> _Task statement_:
Rewrite everything from the line containing "on the floral" down to the last of the records below, both ends included, keeping the request line as it stands. Multiply each point coordinate in the answers by 2.6 and round the result to a whole number, with halves rounding up.
=== Given records ===
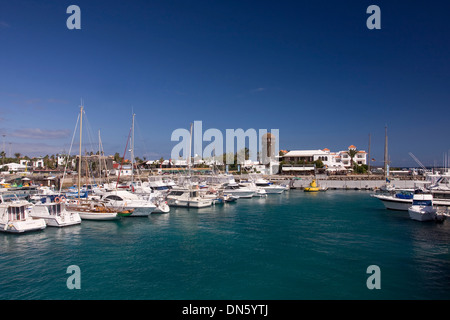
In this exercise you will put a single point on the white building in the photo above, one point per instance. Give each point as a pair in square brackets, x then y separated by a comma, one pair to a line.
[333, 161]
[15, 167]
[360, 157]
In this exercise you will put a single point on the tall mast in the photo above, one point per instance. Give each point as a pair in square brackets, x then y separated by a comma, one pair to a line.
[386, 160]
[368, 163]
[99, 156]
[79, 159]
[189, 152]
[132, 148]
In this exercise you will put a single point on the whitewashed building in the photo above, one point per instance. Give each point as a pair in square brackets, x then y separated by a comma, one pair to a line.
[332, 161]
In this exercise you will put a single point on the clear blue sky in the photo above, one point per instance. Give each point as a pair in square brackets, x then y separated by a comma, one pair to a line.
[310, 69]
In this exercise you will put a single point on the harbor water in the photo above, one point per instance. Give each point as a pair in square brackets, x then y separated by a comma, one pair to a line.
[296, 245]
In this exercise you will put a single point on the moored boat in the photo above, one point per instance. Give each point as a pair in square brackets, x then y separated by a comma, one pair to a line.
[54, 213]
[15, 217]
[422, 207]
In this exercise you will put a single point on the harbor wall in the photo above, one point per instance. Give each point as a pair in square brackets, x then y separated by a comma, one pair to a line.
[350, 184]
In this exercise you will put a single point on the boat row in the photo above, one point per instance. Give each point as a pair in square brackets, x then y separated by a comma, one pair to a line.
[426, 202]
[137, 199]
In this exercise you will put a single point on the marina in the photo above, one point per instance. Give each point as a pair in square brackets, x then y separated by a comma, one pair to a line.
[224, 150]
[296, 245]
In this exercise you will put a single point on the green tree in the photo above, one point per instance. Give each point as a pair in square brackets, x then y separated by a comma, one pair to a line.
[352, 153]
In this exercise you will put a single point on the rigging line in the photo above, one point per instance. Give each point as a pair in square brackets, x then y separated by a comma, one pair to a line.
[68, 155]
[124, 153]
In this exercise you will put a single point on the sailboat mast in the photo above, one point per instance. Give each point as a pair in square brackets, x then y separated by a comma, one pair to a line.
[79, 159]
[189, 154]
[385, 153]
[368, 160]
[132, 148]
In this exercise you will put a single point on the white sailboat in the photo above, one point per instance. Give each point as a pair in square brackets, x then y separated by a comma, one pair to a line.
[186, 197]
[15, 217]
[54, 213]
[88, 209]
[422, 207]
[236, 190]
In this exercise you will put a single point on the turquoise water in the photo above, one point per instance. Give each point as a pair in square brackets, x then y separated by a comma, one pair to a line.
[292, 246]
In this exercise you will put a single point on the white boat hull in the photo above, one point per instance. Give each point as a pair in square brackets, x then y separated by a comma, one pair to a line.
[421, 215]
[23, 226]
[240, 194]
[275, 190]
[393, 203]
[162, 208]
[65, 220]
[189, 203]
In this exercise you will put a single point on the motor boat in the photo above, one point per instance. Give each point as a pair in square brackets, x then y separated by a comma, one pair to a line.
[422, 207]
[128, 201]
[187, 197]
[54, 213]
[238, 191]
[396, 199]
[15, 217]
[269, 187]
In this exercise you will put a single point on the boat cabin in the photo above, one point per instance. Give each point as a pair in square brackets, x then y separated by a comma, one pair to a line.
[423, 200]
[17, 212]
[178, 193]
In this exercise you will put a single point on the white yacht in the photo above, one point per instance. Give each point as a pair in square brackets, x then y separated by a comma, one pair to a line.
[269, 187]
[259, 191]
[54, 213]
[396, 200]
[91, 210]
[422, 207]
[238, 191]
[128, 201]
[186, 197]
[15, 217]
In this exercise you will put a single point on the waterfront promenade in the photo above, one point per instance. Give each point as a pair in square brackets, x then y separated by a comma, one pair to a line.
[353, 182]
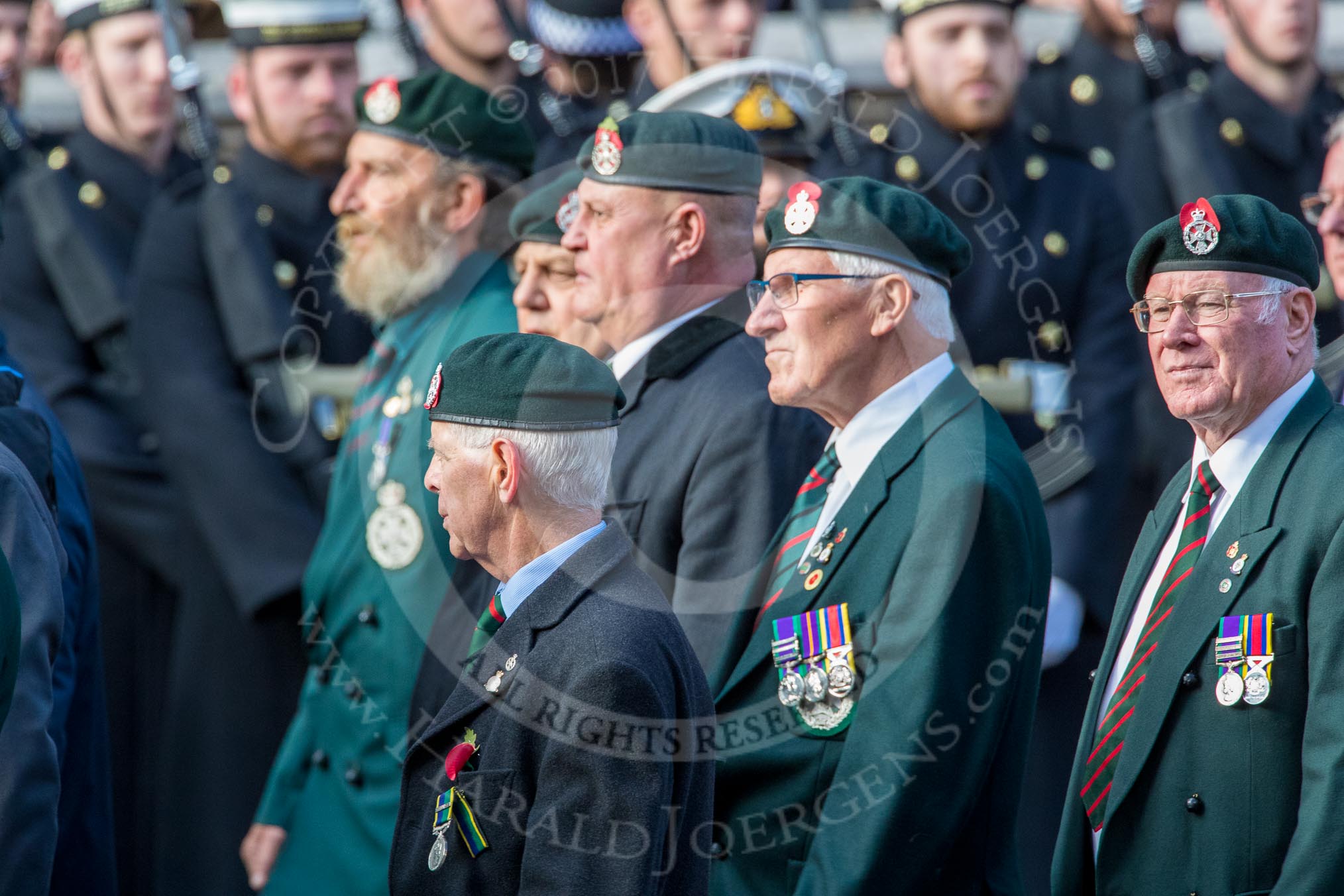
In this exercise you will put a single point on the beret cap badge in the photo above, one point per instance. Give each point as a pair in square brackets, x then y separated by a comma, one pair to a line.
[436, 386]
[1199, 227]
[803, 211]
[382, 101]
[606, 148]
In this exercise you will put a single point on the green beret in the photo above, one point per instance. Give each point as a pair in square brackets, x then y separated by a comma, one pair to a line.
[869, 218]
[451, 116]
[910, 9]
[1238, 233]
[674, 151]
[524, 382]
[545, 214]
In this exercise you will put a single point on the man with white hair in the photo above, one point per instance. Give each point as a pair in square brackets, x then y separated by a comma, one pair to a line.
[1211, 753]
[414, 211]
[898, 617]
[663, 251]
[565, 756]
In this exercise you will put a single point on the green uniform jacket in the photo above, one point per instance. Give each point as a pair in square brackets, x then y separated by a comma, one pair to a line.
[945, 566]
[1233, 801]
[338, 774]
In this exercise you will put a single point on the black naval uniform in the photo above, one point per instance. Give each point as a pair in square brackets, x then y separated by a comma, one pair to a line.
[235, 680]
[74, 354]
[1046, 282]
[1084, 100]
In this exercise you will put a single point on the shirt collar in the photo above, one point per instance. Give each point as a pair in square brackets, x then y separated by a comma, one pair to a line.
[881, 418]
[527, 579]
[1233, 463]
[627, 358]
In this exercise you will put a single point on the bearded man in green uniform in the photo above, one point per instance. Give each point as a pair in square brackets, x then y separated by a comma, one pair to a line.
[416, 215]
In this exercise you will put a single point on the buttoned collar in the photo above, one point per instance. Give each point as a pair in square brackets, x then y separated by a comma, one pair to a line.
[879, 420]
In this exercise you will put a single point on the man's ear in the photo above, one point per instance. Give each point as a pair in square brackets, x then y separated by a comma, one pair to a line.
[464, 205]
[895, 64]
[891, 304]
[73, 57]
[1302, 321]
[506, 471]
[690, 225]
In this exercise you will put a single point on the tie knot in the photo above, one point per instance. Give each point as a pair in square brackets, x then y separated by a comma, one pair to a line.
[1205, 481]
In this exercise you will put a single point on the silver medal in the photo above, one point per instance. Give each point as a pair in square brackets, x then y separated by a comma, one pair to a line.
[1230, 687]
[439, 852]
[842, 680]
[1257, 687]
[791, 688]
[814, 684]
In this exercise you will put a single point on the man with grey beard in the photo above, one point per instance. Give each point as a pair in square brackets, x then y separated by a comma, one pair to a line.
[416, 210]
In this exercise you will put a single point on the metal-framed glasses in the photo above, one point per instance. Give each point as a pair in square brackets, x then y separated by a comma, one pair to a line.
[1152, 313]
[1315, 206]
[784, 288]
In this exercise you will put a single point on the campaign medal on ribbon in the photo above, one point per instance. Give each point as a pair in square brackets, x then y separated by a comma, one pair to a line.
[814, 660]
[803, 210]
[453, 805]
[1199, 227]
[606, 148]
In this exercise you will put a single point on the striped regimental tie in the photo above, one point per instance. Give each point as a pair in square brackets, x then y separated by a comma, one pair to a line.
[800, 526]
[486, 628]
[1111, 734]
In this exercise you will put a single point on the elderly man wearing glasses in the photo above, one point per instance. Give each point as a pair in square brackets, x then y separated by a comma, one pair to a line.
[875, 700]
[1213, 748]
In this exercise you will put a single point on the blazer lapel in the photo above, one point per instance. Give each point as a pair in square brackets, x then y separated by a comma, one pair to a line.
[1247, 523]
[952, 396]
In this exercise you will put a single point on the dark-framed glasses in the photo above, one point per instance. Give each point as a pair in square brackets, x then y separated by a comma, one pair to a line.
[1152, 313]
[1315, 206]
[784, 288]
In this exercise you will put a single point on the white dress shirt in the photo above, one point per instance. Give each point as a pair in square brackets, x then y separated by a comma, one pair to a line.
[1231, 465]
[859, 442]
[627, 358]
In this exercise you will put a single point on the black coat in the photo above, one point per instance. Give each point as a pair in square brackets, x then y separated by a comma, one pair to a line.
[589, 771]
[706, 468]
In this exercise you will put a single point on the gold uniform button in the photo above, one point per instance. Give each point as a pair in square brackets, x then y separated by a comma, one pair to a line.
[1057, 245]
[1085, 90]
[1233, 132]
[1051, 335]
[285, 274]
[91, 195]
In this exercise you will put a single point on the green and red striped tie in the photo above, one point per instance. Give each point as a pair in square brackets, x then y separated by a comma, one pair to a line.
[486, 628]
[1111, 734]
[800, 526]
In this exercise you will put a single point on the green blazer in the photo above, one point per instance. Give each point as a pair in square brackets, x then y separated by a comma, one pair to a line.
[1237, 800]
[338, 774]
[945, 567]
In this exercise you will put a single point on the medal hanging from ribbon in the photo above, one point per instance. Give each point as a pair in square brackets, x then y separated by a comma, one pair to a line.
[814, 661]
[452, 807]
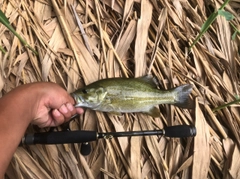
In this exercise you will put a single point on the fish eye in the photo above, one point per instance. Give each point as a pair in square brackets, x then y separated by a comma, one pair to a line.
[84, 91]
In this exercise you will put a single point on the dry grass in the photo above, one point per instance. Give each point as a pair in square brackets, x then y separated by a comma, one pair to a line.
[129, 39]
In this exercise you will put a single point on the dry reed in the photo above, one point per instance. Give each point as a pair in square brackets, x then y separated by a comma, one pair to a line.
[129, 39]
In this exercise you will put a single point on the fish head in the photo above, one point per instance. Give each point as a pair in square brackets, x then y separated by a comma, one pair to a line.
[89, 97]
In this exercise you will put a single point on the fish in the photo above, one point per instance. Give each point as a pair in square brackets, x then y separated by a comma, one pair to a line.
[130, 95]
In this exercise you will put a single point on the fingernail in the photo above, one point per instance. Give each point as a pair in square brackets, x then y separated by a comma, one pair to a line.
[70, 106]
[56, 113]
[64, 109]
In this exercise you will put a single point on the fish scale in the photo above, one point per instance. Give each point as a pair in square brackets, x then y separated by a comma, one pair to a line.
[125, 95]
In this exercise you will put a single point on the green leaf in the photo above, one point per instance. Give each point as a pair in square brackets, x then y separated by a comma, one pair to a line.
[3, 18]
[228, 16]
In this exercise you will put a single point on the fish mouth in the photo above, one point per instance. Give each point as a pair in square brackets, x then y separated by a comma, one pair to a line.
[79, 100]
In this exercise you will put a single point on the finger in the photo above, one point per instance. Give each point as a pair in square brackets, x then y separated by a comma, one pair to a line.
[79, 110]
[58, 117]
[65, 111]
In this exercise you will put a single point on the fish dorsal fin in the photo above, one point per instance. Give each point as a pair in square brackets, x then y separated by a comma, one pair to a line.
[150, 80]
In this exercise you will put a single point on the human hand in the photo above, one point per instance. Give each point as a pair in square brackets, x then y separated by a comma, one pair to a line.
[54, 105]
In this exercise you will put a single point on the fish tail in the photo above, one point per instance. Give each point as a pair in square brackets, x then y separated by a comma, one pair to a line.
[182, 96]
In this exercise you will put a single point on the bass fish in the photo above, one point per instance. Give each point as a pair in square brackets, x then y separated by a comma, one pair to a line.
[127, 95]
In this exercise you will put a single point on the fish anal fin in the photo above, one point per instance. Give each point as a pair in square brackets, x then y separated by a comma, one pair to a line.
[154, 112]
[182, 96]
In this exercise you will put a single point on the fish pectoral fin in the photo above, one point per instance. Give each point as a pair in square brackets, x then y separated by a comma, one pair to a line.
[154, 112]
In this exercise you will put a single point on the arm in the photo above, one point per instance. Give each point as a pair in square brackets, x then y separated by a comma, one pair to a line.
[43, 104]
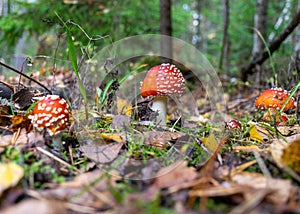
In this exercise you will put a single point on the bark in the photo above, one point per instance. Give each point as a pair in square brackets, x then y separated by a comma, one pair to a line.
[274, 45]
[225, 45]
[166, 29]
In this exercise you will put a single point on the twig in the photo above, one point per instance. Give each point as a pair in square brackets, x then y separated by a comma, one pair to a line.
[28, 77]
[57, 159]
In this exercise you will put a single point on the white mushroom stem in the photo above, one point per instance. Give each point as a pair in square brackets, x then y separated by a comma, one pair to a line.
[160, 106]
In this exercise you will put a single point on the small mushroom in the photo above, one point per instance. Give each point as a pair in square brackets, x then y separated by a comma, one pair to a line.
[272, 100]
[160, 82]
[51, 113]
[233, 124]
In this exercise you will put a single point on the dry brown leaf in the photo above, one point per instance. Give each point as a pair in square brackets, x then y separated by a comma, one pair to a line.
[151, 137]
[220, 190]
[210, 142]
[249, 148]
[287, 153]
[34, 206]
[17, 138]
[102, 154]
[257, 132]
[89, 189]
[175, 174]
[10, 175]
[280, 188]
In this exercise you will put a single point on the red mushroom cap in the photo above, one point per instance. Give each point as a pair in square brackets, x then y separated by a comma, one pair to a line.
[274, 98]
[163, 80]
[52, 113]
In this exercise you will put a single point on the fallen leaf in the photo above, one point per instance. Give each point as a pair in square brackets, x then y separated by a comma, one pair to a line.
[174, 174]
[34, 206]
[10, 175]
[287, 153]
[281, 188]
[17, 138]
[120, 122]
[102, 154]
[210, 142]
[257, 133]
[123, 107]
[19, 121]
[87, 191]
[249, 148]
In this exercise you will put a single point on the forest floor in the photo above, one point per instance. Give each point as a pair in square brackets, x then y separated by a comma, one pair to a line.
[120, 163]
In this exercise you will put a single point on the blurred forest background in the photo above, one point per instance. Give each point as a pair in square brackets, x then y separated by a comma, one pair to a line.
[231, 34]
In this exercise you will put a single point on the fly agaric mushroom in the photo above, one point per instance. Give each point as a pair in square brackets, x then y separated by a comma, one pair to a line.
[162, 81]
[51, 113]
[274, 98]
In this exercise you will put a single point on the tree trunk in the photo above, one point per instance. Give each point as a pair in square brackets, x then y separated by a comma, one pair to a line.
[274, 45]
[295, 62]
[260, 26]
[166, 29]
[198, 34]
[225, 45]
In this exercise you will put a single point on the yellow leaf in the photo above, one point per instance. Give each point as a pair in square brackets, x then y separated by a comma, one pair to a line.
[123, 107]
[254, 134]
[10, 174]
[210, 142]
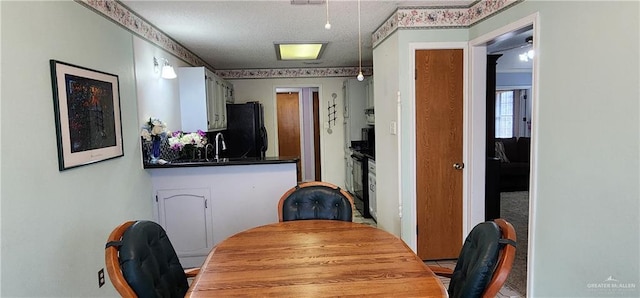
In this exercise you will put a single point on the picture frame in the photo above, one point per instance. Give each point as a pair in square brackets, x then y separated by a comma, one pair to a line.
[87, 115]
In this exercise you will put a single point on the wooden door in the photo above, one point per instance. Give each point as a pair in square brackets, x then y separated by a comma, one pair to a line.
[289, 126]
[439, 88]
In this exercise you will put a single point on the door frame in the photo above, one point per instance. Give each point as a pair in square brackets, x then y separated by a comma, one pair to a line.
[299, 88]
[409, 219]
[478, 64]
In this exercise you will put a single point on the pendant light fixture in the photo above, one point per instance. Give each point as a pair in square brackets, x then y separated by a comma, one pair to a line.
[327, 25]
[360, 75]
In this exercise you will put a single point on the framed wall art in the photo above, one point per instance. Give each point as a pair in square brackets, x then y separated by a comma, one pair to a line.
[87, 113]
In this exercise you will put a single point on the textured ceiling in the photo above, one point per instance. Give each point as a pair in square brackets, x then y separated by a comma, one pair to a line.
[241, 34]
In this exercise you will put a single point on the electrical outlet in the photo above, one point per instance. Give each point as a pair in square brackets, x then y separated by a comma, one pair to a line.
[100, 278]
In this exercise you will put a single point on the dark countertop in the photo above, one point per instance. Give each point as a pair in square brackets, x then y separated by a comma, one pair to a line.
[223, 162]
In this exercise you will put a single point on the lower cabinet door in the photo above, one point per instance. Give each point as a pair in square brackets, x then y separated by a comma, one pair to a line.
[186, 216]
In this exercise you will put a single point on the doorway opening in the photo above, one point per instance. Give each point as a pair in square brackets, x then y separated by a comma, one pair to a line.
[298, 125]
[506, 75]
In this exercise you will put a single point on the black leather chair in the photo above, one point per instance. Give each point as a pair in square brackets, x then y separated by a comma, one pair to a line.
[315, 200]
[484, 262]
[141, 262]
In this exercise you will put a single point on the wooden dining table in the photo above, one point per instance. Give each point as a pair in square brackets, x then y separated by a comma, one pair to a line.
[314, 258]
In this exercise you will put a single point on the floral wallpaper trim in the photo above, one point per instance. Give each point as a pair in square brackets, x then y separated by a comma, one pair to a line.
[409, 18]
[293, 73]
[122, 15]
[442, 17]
===
> _Response for this exercise_:
In this exercise you will put a single point on the floral wallpaper trim in the photo above, one point per instance. Give each point as a pair in square brackets, x then y separated by a comma, one pair to a line.
[1063, 47]
[762, 190]
[317, 39]
[1149, 44]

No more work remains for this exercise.